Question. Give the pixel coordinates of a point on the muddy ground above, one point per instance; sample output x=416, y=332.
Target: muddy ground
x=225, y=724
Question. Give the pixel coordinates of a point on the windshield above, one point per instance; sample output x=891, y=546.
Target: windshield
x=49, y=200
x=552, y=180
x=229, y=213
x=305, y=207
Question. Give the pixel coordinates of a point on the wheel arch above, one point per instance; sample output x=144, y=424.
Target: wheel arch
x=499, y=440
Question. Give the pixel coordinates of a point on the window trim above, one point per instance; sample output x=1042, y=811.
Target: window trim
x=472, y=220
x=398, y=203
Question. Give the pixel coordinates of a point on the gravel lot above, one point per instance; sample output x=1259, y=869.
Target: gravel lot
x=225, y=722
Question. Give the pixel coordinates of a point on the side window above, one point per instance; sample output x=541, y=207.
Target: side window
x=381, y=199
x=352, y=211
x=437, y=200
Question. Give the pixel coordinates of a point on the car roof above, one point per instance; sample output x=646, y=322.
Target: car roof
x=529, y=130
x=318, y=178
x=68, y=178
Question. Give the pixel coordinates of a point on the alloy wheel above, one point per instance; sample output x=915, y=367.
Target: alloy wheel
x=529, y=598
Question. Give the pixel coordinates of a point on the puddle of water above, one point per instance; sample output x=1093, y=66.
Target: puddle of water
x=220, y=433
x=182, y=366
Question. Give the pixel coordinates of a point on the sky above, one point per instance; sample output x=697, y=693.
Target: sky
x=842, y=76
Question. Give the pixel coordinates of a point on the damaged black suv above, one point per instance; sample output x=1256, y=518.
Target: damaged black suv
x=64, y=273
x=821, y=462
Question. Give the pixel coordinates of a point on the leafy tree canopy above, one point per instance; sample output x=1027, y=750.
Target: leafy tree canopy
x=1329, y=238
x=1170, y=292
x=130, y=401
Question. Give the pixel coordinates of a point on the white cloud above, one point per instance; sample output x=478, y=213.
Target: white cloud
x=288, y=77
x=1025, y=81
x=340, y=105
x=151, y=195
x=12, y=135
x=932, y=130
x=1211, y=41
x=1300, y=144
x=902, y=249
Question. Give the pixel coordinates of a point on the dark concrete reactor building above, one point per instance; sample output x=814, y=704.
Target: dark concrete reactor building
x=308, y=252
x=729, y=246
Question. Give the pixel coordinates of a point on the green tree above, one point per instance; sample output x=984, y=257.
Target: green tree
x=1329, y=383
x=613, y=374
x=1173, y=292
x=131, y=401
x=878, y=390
◆ ◆ ◆
■ WHAT NEEDS TO BE DONE ■
Write the lines out exactly, from the one with "Target: white cloud" down to the last line of the listing, and leave out all others.

■ PROBLEM SOLUTION ■
Target: white cloud
x=288, y=77
x=1025, y=81
x=340, y=105
x=151, y=195
x=12, y=135
x=932, y=130
x=1211, y=41
x=1300, y=144
x=902, y=249
Question. Give the pixel coordinates of a point on the dark concrete reactor building above, one point per instance; sample output x=814, y=704.
Target: dark concrete reactor building
x=308, y=252
x=729, y=246
Question. Give the pixel coordinates of a point on the green tree above, one point per instance; sample output x=984, y=257.
Target: green tree
x=1329, y=383
x=613, y=374
x=1173, y=292
x=131, y=401
x=878, y=390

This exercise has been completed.